▶ _TEXT SHOWN_:

Also, the matters contained in the following were written in accordance with the law, rules, and jurisprudence prevailing at the time of writing and posting, and do not include any future developments on the subject matter under discussion.


AT A GLANCE:

No. Non-payment of capital gains tax does not affect the validity of the transfer as between the seller and the buyer. However, if the capital gains tax is not paid, the sale or the transfer of the shares shall not be registered in the books of the corporation by the transfer agent or secretary of the corporation pursuant to Revenue Regulation No. 2-82 of the Bureau of Internal Revenue (BIR). (SEC OGC Opinion No. 07-06 dated April 19, 2017)


SEC OGC Opinion No. 07-06 dated April 19, 2017 provides that:

 

The Corporation Code provides that shares of stock so issued are personal property and may be transferred by delivery of the certificate or certificates indorsed by the owner or his attorney-in-fact or other person legally authorized to make the transfer. No transfer, however, shall be valid, except as between the parties until the transfer is recorded in the books of the corporation so as to show the names of the parties to the transaction, date of transfer, the number of the certificate or certificates and the number of shares transferred. 

For the transfer to be valid against third parties and the corporation, the same must be recorded in the corporate books. An unrecorded transfer, though valid as between the parties, cannot be effective as against the corporation. The rights of a stockholder accrues only upon entry of his name in the books of the corporation.

 

Non-payment of capital gains does not affect the validity of the transfer as between the seller and the buyer. However, if the capital gains tax is not paid, the sale or the transfer of the shares shall not be registered in the books of the corporation by the transfer agent or secretary of the corporation pursuant to Revenue Regulation No. 2-82 of the Bureau of Internal Revenue (BIR).

Jurisprudence says – 

Under the provision, certain minimum requisites must be complied with for there to be a valid transfer of stocks, to wit: 

(a) there must be delivery of the stock certificate; 

(b) the certificate must be endorsed by the owner or his attorney-in-fact or other persons legally authorized to make the transfer; and 

(c) to be valid against third parties, the transfer must be recorded in the books of the corporation.

▶ _COMPLETE THE FOLLOWING_:
A. According to the text on share transfers, which regulation bars the transfer agent or corporate secretary from registering a share sale when the capital gains tax is unpaid?
B. Reproduce the text on share transfers word for word, beginning at the words "Jurisprudence says –" and stopping after "recorded in the books of the corporation.".

▶ _LISTING_:
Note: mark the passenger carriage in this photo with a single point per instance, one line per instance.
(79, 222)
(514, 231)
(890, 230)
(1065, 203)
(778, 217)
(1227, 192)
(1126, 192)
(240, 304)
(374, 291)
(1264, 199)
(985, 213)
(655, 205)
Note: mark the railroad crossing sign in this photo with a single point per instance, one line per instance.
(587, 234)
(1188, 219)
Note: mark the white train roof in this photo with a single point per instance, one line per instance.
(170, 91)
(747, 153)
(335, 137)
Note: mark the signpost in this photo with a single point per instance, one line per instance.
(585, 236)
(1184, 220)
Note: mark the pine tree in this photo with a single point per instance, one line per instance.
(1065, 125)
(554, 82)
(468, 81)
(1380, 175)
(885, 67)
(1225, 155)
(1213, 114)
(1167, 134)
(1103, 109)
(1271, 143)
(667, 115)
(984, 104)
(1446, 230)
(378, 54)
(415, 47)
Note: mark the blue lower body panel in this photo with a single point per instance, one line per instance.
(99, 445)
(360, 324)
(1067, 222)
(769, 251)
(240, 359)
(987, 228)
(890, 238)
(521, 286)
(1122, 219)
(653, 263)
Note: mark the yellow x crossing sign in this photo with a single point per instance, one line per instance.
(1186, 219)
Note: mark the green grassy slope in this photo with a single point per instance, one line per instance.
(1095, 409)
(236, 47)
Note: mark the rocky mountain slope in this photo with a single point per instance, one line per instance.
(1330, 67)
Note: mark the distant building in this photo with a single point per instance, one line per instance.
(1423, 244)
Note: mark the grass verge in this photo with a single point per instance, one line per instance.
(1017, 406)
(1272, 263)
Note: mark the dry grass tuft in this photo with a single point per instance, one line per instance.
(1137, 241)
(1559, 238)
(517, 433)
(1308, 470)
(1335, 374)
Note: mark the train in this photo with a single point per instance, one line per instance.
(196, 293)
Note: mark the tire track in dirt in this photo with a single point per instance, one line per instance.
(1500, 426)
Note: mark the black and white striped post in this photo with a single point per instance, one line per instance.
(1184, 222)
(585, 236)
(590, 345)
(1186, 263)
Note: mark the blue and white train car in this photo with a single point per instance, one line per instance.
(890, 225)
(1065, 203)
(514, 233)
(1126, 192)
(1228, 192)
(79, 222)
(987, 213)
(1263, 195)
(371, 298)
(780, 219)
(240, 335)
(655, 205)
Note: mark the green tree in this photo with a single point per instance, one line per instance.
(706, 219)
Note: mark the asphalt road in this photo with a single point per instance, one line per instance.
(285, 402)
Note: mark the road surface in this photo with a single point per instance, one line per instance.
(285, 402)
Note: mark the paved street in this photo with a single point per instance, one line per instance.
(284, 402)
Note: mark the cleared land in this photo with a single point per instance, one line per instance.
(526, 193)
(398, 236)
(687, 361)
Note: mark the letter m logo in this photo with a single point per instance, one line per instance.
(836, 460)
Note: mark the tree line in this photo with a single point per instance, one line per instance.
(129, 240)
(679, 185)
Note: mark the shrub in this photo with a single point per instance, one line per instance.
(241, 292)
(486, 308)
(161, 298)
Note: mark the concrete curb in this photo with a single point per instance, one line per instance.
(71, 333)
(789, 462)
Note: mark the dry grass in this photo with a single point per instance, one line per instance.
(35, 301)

▶ _PER-TASK OUTPUTS_:
A. Revenue Regulation No. 2-82 of the Bureau of Internal Revenue (BIR).

B.
Jurisprudence says – 

Under the provision, certain minimum requisites must be complied with for there to be a valid transfer of stocks, to wit: 

(a) there must be delivery of the stock certificate; 

(b) the certificate must be endorsed by the owner or his attorney-in-fact or other persons legally authorized to make the transfer; and 

(c) to be valid against third parties, the transfer must be recorded in the books of the corporation.